SUPPLIED RECORDS:
'''

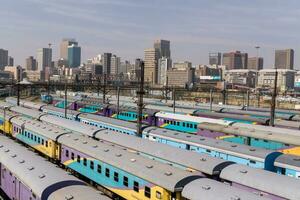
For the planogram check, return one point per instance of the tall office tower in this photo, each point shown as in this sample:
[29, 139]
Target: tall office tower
[10, 61]
[284, 59]
[163, 47]
[164, 64]
[64, 45]
[215, 58]
[235, 60]
[256, 63]
[115, 63]
[31, 64]
[151, 65]
[106, 62]
[74, 56]
[44, 58]
[3, 58]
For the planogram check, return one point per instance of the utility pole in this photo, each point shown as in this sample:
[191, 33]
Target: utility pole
[66, 91]
[273, 102]
[174, 99]
[104, 89]
[210, 100]
[140, 105]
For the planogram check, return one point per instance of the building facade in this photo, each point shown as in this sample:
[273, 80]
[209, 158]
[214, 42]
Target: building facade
[215, 58]
[64, 47]
[3, 58]
[151, 65]
[255, 63]
[44, 58]
[74, 56]
[163, 47]
[241, 77]
[285, 79]
[235, 60]
[284, 59]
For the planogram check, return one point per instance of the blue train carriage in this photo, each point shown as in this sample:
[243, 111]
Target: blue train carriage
[238, 153]
[288, 165]
[40, 136]
[183, 123]
[126, 174]
[261, 182]
[25, 175]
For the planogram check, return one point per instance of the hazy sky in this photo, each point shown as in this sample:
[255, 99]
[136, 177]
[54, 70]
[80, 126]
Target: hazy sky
[127, 27]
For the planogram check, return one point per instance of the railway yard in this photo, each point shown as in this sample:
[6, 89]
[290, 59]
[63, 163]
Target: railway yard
[85, 147]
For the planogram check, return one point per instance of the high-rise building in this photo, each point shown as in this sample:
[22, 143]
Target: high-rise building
[3, 58]
[164, 64]
[10, 61]
[115, 63]
[163, 47]
[74, 56]
[64, 47]
[284, 59]
[106, 62]
[215, 58]
[44, 58]
[151, 65]
[235, 60]
[31, 64]
[255, 63]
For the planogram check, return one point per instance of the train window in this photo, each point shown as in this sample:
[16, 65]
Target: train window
[135, 186]
[252, 161]
[107, 172]
[99, 169]
[92, 165]
[116, 176]
[158, 195]
[125, 181]
[147, 192]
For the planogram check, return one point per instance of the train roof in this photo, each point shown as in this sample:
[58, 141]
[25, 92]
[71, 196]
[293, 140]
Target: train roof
[251, 131]
[276, 184]
[110, 121]
[155, 172]
[194, 161]
[239, 150]
[190, 118]
[34, 171]
[26, 111]
[209, 189]
[47, 130]
[288, 161]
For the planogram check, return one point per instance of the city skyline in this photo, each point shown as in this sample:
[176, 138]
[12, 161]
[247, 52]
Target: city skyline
[126, 27]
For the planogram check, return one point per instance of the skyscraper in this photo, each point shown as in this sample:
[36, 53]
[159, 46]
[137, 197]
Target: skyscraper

'''

EXERCISE DETAILS: Select all lines in the listing above where the word "skyscraper" appears, and show them.

ANSWER:
For the planogram check, return one point per instance of the skyscraper in this photo, each point shown as in this sample:
Target: skyscraper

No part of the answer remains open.